## [Written request 1]
Return every line from the listing below that contains the string "water". Case matters.

*** Text excerpt ***

About a
week ago I've to migrate an ASP.NET MVC 4/EF5 application from Azure websites
to WinHost. While the process was really smooth, there were some caveats
related to database connections that I want to share with you.
Create and
setup the ftp profile on VS and configure the connection string was really
easy, WinHost provide you those values and there is nothing special here. But
once you deploy your website and try to see it online, you may get the “yellow
screen of dead” with the message:
"A network-related or instance-specific error occurred while establishing a connection to SQL Server. The server was not found or was not accessible. Verify that the instance name is correct and that SQL Server is configured to allow remote connections. (provider: SQL Network Interfaces, error: 26 - Error Locating Server/Instance Specified)"
Assuming
you wrote the connection string properly, this happens because you cannot use
the default connection name in your web.config file (this works on Azure websites).

*** Extracted material ***

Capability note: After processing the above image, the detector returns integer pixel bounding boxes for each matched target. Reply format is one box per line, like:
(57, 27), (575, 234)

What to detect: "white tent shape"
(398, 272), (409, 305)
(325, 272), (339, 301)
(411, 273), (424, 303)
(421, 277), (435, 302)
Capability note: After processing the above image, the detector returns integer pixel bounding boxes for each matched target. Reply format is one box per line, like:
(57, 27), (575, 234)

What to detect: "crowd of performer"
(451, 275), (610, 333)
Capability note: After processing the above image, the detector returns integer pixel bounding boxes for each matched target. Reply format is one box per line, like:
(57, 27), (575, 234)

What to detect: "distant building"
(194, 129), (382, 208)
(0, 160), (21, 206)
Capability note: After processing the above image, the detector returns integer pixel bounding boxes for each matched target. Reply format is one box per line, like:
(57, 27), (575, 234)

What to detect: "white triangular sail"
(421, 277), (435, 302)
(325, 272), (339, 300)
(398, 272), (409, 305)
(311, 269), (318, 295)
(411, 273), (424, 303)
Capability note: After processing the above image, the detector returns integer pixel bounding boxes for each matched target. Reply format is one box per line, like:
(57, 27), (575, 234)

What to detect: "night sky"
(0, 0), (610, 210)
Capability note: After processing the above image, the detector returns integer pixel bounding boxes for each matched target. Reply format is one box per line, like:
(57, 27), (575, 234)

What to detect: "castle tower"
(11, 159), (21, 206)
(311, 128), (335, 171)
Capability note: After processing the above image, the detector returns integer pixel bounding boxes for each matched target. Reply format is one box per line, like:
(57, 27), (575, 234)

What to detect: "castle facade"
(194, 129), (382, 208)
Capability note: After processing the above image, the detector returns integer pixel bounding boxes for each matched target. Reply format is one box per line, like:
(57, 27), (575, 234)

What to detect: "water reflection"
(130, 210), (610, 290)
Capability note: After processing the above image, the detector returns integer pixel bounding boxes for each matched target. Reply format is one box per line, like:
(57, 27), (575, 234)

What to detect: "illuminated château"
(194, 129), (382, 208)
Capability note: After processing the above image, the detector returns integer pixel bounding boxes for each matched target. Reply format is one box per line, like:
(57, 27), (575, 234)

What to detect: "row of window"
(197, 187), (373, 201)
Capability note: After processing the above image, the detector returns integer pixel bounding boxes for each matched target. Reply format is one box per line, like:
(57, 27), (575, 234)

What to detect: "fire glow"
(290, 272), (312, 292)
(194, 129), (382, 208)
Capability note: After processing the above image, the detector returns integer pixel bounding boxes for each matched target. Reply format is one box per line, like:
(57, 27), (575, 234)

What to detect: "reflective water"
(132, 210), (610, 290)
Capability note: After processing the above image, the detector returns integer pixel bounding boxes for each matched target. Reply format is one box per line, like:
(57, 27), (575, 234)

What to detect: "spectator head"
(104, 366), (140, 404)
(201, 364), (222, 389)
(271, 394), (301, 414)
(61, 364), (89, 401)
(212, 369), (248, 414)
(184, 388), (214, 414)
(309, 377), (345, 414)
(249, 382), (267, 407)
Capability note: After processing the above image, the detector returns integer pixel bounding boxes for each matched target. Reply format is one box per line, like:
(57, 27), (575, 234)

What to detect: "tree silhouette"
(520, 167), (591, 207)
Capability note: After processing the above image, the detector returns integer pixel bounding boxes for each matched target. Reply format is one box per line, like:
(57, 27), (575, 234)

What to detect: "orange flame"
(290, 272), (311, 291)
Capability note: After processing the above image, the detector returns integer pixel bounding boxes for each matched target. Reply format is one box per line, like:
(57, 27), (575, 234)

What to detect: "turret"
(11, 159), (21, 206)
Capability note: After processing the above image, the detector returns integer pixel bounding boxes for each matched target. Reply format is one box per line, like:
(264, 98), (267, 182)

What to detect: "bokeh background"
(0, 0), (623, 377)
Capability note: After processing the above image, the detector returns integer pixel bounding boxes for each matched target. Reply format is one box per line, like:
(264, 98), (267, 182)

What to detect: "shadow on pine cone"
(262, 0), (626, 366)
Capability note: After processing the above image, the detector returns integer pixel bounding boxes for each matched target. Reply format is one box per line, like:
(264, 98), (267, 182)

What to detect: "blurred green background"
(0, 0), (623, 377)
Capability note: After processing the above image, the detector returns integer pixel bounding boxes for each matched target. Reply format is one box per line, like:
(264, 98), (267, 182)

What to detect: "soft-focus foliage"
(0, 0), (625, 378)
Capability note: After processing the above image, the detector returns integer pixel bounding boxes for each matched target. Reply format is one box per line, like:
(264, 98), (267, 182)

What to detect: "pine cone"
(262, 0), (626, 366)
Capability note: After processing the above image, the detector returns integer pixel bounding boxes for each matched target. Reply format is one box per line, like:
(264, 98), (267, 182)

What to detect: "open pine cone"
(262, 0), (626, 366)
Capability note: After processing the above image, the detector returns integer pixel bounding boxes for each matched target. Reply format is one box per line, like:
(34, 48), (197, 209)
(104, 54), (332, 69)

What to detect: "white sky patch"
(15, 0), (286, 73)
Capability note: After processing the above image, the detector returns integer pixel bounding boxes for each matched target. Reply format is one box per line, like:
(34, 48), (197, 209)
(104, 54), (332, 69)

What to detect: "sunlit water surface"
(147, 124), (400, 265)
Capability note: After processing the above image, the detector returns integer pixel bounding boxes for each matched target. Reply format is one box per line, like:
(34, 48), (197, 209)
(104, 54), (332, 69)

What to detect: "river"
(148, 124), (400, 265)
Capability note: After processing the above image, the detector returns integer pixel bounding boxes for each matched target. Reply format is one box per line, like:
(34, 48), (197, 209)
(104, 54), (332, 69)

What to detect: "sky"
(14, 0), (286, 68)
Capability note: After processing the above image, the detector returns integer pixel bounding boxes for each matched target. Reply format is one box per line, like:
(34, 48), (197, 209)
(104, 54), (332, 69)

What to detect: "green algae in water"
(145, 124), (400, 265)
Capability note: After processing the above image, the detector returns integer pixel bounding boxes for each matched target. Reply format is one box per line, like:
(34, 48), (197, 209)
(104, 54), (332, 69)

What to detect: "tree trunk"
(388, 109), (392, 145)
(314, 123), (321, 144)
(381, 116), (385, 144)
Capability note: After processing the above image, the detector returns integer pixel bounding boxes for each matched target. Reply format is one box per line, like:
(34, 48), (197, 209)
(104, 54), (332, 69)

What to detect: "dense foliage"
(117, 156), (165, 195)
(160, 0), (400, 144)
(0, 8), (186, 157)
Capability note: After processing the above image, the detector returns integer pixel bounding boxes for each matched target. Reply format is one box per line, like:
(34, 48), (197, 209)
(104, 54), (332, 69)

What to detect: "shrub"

***

## [Written request 2]
From the post about moving an ASP.NET site to WinHost, translate this sentence into Spanish: "Verify that the instance name is correct and that SQL Server is configured to allow remote connections."

## [Answer 1]
What to detect: "water reflection"
What to detect: "reflective water"
What to detect: "sunlit water surface"
What to detect: "green algae in water"

## [Answer 2]
Verifique que el nombre de la instancia sea correcto y que SQL Server esté configurado para permitir conexiones remotas.